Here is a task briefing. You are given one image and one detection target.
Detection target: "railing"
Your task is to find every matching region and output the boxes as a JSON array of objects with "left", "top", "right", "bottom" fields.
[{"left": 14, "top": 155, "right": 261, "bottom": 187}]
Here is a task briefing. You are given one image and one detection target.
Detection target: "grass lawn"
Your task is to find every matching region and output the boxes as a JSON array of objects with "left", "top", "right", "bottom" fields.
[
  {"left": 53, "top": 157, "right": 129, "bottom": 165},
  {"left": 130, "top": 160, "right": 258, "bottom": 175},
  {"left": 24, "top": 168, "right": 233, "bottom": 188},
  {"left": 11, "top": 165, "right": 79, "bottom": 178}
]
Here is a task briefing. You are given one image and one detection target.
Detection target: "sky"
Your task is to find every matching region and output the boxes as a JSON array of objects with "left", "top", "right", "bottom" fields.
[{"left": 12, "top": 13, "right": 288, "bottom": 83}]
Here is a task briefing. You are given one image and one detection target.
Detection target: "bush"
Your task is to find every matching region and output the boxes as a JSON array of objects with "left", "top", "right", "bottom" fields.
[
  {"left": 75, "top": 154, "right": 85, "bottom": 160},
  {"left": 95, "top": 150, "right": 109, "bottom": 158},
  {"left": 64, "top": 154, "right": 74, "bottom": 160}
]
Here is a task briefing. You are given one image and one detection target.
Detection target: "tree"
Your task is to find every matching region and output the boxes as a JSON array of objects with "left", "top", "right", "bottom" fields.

········

#### [TASK DETAILS]
Give every line of the listing again. Keep each one exact.

#### [RESULT FOR THIS TASK]
Here is a task briefing. You are given one image and one detection target.
Detection target: "railing"
Your task is to find every matching region and output the boxes as a JSON array of objects with "left", "top", "right", "bottom" fields.
[{"left": 14, "top": 155, "right": 261, "bottom": 187}]
Here is a task briefing. You are given one image and one detection target.
Detection target: "grass lawn"
Your task is to find every matching region and output the boxes as a JSON array of objects with "left", "top", "right", "bottom" fields.
[
  {"left": 53, "top": 157, "right": 129, "bottom": 165},
  {"left": 130, "top": 160, "right": 258, "bottom": 175},
  {"left": 24, "top": 168, "right": 233, "bottom": 188},
  {"left": 11, "top": 165, "right": 79, "bottom": 178}
]
Here is a task briefing. You are given one image and one detection target.
Detection target: "sky"
Your task is to find every matching region and output the boxes as a JSON array of objects with "left", "top", "right", "bottom" fields.
[{"left": 12, "top": 13, "right": 288, "bottom": 83}]
Here is a task briefing. You are given one image and one detection target.
Detection target: "bush"
Your task is to find every matching region and output the boxes as a JSON array of objects with "left", "top", "right", "bottom" fields.
[
  {"left": 75, "top": 154, "right": 85, "bottom": 160},
  {"left": 95, "top": 150, "right": 109, "bottom": 158},
  {"left": 64, "top": 154, "right": 74, "bottom": 160}
]
Here is a task briefing. You are given one image and one detection target.
Detection target: "tree"
Your task is to find every matching region and output the boxes as a JSON array of objects with "left", "top", "right", "bottom" fields.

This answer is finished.